_Exercise prompt_:
Whenever a line in the data holds the string "pine", copy that line.

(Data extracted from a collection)
....
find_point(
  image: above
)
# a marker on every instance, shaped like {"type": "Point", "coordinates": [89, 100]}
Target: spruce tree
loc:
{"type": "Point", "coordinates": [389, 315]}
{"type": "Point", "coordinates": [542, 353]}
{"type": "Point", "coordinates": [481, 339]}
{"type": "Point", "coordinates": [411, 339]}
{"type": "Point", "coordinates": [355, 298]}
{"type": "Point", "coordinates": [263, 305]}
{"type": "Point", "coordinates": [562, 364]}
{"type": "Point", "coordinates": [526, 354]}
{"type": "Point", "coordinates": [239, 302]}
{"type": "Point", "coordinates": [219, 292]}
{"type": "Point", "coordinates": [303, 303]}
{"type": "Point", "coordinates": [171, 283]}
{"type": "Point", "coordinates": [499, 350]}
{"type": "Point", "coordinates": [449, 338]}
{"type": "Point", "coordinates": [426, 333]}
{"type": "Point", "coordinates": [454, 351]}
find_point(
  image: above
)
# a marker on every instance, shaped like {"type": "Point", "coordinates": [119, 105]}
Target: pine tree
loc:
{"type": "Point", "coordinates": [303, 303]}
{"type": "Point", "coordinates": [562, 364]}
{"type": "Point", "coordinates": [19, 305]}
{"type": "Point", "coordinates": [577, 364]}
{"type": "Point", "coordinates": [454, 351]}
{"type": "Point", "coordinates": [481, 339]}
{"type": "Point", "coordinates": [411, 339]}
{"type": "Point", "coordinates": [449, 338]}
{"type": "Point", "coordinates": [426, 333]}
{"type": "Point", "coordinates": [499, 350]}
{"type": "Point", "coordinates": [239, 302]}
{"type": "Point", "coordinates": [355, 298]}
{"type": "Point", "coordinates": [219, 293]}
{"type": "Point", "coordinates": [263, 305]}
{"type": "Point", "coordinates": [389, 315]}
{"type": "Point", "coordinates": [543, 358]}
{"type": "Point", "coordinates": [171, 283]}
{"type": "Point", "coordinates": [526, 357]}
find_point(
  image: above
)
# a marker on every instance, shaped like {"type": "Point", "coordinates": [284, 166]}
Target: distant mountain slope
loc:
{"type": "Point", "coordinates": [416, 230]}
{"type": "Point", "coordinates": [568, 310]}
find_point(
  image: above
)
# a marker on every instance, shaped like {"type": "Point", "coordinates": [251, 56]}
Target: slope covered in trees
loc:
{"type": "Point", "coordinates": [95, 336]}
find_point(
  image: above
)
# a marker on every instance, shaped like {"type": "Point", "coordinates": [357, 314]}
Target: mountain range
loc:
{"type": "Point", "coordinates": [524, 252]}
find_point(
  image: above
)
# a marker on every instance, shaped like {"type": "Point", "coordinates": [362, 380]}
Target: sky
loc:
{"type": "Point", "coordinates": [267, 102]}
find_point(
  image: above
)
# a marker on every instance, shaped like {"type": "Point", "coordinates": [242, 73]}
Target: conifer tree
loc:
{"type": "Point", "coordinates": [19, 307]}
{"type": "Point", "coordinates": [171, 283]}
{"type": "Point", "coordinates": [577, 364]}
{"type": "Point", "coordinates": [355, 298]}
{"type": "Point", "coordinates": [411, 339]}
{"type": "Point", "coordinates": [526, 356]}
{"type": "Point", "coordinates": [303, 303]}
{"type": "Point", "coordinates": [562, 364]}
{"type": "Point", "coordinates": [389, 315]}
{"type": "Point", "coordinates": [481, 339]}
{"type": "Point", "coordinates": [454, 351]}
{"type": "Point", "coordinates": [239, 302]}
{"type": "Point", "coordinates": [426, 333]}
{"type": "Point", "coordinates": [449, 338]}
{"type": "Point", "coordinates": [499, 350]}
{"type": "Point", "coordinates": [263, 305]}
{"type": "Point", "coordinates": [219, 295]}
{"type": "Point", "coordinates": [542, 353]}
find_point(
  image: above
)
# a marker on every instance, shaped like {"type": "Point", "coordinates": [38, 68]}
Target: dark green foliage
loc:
....
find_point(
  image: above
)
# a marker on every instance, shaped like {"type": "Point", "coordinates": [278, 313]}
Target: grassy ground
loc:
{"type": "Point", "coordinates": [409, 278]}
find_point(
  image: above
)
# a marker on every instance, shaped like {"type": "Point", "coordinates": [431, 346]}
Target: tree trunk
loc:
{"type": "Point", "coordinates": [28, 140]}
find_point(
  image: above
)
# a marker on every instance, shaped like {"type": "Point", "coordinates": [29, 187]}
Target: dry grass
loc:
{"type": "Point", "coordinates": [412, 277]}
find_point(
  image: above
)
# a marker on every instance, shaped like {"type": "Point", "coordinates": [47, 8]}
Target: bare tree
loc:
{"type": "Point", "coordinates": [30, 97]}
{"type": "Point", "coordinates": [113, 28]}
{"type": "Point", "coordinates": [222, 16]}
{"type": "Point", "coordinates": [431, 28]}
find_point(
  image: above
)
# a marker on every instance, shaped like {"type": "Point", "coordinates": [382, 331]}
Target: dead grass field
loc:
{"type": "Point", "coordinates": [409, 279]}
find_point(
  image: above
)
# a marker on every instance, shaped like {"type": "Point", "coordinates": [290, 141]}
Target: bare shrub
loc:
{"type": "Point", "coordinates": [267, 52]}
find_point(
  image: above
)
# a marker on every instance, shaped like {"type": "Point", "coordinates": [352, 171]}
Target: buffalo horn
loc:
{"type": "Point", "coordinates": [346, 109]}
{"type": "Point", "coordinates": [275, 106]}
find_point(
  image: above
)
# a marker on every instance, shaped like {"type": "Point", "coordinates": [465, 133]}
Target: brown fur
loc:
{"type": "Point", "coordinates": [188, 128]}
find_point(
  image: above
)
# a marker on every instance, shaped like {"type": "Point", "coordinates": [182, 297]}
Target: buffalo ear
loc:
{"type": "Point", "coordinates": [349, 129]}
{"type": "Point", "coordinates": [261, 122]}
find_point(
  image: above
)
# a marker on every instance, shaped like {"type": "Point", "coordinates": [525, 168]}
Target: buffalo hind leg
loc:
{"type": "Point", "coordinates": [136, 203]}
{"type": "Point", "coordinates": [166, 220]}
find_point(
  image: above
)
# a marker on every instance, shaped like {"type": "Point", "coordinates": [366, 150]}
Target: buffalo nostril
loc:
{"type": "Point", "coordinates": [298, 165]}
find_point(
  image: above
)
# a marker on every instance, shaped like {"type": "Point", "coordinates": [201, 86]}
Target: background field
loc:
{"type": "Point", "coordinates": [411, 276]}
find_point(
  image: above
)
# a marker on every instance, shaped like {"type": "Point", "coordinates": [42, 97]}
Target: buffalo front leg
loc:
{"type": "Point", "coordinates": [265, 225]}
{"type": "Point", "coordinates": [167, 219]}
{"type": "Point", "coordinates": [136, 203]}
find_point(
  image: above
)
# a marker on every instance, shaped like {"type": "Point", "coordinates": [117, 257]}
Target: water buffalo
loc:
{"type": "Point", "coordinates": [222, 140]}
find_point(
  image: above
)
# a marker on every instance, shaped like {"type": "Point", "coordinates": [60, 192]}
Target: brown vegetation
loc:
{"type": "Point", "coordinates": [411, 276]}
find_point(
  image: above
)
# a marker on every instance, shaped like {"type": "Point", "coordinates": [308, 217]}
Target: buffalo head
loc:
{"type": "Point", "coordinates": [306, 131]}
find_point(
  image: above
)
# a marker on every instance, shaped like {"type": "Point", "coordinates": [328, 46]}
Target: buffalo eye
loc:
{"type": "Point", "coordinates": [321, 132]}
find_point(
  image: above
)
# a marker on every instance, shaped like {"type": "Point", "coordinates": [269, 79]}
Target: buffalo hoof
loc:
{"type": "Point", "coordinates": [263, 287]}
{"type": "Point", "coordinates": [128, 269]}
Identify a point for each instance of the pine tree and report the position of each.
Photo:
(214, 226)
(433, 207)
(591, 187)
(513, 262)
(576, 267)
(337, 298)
....
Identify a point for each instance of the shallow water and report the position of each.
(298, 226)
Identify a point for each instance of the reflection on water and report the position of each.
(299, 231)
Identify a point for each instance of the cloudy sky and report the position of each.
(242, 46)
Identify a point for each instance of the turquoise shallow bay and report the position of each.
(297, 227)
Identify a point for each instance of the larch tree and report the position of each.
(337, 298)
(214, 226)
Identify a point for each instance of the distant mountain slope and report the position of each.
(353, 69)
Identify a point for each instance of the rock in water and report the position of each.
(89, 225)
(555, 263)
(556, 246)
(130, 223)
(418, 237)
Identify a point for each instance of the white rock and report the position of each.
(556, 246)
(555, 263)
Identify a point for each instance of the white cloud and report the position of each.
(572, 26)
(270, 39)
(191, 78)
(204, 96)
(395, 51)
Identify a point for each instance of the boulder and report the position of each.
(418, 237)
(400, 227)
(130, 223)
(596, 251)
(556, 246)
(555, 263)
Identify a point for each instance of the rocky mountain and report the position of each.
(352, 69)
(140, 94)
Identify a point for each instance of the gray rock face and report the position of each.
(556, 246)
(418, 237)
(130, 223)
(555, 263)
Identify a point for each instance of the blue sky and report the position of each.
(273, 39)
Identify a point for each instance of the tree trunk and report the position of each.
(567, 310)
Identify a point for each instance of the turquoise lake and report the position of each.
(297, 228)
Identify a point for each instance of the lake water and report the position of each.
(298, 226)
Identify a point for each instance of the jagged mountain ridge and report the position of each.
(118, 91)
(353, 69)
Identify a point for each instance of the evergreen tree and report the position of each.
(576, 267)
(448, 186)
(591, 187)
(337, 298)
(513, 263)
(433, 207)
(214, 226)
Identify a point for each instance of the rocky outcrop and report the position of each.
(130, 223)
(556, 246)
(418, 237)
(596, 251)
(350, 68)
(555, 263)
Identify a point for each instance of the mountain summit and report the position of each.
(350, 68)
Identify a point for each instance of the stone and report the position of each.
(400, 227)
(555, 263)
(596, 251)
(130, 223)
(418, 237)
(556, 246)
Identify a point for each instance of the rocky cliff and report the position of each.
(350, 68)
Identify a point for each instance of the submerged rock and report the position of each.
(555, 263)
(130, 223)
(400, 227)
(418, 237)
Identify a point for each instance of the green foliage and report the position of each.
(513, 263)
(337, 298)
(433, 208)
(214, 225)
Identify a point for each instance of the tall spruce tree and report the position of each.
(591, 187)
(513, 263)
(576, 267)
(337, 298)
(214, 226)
....
_Reply to the exercise_:
Target: pine tree
Identify a point for each instance of the pine tree and report the position of each.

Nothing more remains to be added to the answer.